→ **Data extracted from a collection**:
□ □ □ □ □ □ □
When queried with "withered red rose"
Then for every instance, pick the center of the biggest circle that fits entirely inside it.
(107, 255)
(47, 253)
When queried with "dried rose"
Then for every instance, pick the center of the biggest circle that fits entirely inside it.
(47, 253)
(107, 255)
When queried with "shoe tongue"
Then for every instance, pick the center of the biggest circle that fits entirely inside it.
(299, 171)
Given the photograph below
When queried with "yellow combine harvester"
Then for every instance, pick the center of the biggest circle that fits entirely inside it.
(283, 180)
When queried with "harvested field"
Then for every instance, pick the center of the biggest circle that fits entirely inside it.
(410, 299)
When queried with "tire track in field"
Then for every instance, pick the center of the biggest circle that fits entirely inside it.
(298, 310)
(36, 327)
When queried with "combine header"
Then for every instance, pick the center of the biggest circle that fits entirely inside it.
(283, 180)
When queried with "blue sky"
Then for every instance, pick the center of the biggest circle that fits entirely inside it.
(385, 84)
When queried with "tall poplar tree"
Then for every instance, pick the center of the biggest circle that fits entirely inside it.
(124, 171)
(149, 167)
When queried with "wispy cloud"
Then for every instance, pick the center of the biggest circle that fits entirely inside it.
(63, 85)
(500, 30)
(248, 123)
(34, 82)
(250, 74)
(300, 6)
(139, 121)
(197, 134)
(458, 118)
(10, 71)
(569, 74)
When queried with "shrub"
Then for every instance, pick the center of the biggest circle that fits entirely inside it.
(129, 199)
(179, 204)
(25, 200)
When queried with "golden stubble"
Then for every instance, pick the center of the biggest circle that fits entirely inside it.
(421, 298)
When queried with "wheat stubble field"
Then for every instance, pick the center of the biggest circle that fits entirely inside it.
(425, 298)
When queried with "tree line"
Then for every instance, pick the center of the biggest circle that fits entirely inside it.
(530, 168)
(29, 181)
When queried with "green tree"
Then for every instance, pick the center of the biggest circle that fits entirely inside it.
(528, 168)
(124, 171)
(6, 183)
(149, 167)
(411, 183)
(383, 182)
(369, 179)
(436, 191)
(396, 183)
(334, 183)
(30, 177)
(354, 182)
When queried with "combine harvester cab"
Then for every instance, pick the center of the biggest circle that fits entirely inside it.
□ □ □ □ □ □ □
→ **Problem**: Using the listing above, please repeat every entry exactly.

→ **Task result**:
When queried with "withered red rose"
Then for every instance, pick the center of the biggest circle that fits entirely inside it.
(107, 255)
(47, 253)
When queried with "dried rose"
Then for every instance, pick the center of the biggest circle that fits entirely inside it.
(47, 253)
(107, 255)
When queried with "shoe tongue"
Then for every instance, pick the center of the biggest circle that fits entirely inside it.
(299, 171)
Given the photograph below
When queried with "yellow combine harvester"
Then for every instance, pick the center of the biggest circle that fits entirely inside it.
(283, 180)
When queried with "harvested field"
Then for every instance, pick the center of the biggest circle that fits entirely inside it.
(410, 299)
When queried with "tire track in field"
Then for every instance, pick the center of the biggest circle that fits entirely inside it.
(298, 310)
(36, 327)
When queried with "combine header"
Then for every instance, pick the center of the biggest circle that fits entirely inside it.
(283, 180)
When queried with "blue sky"
Then for every instance, pick the center of the biggest circle that fits entirely inside it.
(385, 84)
When queried with "tall poplar tree"
Then for every instance, pick the center of the biggest circle that fits entirely inside it.
(124, 171)
(149, 167)
When queried with "wispy cloud"
Then for every instance, pick the center of the biggest circle that fits entirely inside it.
(63, 85)
(500, 30)
(248, 123)
(34, 82)
(250, 74)
(300, 6)
(139, 121)
(197, 134)
(458, 118)
(10, 71)
(569, 74)
When queried with "shrub"
Then for every instance, pick the center of the biggest circle that fits entirely inside it.
(129, 199)
(179, 204)
(25, 200)
When queried with "golden stubble"
Then for every instance, pick the center of the biggest circle that fits entirely inside it.
(421, 298)
When queried with "wheat stubble field"
Then for every instance, pick the center of the biggest circle that fits entirely inside it.
(425, 298)
When queried with "tree line"
Then for every instance, pick the center of the biggest circle that fits entirely inside it.
(530, 168)
(29, 181)
When queried with "green tree"
Then for every instance, pick the center of the biggest circle that fits entirely inside it.
(528, 168)
(124, 171)
(6, 183)
(149, 167)
(411, 183)
(383, 182)
(369, 179)
(436, 191)
(396, 183)
(334, 183)
(30, 177)
(354, 182)
When queried with "combine harvester cab"
Then for every instance, pick the center of the biggest circle that fits entirely inside it.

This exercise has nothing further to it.